++++ Исходные данные ++++

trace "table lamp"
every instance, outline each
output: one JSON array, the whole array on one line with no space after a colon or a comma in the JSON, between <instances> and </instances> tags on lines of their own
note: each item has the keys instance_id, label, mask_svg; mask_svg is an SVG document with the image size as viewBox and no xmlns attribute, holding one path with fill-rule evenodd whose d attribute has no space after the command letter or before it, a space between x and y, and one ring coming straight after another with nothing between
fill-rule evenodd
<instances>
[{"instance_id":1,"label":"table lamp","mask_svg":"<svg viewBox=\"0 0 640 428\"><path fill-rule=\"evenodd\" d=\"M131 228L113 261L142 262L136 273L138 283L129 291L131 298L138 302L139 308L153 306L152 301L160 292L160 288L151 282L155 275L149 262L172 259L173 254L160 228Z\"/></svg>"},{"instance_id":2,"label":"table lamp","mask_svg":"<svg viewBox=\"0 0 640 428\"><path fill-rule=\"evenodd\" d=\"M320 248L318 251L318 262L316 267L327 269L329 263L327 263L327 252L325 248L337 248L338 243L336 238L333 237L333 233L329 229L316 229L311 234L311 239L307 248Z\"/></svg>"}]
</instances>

++++

Выведите все строки приведённых выше записей в виде нумерованного списка, пропустив пустые строки.

1. trace "table lamp"
2. every instance, outline each
3. output: one JSON array, the whole array on one line with no space after a colon or a comma in the JSON, between <instances> and </instances> tags on lines of their own
4. note: each item has the keys instance_id, label, mask_svg; mask_svg is an SVG document with the image size as viewBox and no xmlns attribute, holding one path with fill-rule evenodd whose d attribute has no space after the command letter or before it, a space between x and y, and one ring coming straight after another with nothing between
5. fill-rule evenodd
6. <instances>
7. [{"instance_id":1,"label":"table lamp","mask_svg":"<svg viewBox=\"0 0 640 428\"><path fill-rule=\"evenodd\" d=\"M131 228L113 261L142 262L136 273L138 283L129 291L131 298L138 302L139 308L153 306L152 301L160 292L160 288L151 282L155 275L149 262L172 259L173 254L160 228Z\"/></svg>"},{"instance_id":2,"label":"table lamp","mask_svg":"<svg viewBox=\"0 0 640 428\"><path fill-rule=\"evenodd\" d=\"M320 248L318 251L318 262L316 267L327 269L329 263L327 263L327 252L325 248L337 248L338 243L336 238L333 237L333 233L329 229L316 229L311 234L311 239L307 248Z\"/></svg>"}]
8. </instances>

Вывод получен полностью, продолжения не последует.